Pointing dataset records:
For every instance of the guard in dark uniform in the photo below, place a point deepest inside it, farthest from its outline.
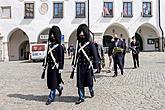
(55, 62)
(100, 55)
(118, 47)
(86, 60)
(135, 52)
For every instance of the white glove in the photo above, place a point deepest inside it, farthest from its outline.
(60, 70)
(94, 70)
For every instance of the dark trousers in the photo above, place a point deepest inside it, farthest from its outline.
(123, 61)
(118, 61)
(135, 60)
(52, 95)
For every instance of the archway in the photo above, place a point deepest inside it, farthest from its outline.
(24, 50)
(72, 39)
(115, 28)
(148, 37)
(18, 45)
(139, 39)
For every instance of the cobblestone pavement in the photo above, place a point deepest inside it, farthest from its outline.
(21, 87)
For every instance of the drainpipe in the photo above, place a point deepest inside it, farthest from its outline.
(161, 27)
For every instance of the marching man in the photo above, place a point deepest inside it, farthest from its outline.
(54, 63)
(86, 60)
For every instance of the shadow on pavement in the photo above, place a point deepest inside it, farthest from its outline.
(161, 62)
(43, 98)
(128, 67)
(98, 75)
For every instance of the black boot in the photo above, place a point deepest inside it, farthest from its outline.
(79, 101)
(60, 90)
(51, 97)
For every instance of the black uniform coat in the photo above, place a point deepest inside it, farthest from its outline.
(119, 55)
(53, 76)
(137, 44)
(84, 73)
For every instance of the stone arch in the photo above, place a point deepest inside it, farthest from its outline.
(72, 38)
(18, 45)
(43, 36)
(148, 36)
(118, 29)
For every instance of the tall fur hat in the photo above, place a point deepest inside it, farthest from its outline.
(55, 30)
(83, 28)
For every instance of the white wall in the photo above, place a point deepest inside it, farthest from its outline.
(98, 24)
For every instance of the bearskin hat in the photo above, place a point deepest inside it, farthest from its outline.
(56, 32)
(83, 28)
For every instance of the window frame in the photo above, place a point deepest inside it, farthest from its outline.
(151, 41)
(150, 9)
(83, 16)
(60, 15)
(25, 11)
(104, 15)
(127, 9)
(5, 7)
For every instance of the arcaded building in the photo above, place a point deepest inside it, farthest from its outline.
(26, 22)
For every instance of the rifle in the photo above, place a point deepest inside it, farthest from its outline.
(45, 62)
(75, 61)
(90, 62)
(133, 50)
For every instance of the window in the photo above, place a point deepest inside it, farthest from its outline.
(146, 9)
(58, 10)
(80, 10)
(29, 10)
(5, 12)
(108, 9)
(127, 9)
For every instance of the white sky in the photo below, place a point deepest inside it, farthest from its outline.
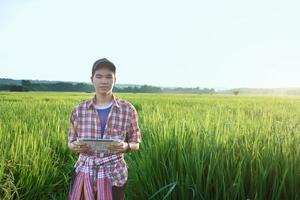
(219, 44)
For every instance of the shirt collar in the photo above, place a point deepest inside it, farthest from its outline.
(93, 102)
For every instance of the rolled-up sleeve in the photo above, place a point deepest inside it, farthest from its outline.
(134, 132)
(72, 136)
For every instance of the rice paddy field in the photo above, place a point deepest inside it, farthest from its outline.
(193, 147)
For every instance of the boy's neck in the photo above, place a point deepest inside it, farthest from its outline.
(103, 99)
---
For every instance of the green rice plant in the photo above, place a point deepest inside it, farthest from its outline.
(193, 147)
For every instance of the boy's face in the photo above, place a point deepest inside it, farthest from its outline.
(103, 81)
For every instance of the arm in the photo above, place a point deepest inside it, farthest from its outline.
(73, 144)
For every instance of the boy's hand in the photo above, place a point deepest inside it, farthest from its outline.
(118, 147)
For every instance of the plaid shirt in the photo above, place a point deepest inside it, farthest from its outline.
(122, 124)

• AIM
Extract every line of the items above that contains the word "white".

• THE COMPLETED TASK
For every instance of the white glove in the photo above, place a point deepest inside it, farthest from its outline.
For every instance of the white wall in the photo above, place a point deepest inside it, farthest from its outline.
For every instance of the white sky in the photo below, place a point deepest inside it, farthest from its outline.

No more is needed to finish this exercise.